(Excerpts of pointing data)
------------------------------------------------------------

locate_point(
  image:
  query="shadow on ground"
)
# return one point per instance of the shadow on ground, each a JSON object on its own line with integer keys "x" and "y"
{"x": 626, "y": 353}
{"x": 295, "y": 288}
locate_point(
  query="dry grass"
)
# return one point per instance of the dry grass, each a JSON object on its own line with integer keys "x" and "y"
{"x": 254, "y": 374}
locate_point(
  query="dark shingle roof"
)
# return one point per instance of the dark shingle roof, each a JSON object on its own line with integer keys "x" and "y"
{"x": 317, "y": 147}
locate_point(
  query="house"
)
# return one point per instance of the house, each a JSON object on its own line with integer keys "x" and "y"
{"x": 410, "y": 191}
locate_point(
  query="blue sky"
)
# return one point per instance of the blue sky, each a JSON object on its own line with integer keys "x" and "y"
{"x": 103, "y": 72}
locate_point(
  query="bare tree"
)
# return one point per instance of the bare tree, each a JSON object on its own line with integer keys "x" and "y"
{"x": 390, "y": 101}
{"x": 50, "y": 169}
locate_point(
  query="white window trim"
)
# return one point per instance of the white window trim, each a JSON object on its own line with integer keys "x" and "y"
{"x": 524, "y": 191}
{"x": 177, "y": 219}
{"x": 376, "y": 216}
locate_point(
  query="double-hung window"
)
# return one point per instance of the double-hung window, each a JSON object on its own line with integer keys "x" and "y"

------------------------------------------------------------

(What you will do): Copy the records above line for line, with no changes.

(Problem solution):
locate_point(
  image:
  query="shadow on ground"
)
# return one point per instance of the shadow on ground, each a JSON object on its own line with integer keys "x" and "y"
{"x": 626, "y": 353}
{"x": 295, "y": 288}
locate_point(
  query="dry grass"
)
# return one point per instance of the dry grass, each a JSON object on its own line with integer keys "x" and "y"
{"x": 254, "y": 374}
locate_point(
  query="dark shingle roof"
)
# return one point per instance of the dark shingle roof, each a JSON object on its own line with integer keys "x" and "y"
{"x": 317, "y": 147}
locate_point(
  query="house"
)
# return one point per instance of the house, each a JSON object on its own line with integer keys "x" and "y"
{"x": 410, "y": 191}
locate_point(
  query="blue sky"
)
# return one point per instance of the blue sky, each a JSON object on its own line with integer keys "x" and "y"
{"x": 103, "y": 72}
locate_point(
  query="bare tree"
)
# return one point per instance of the bare tree, each a JSON object on its own line with integer keys "x" and "y"
{"x": 390, "y": 101}
{"x": 50, "y": 169}
locate_point(
  query="white window trim"
)
# return one point per instance of the white window trim, each a JSON object on its own line with integer keys "x" and "y"
{"x": 524, "y": 191}
{"x": 177, "y": 219}
{"x": 376, "y": 216}
locate_point(
  query="double-hung window"
)
# return one point per instance of the double-hung window, each a JSON object on its own line with integer keys "x" and "y"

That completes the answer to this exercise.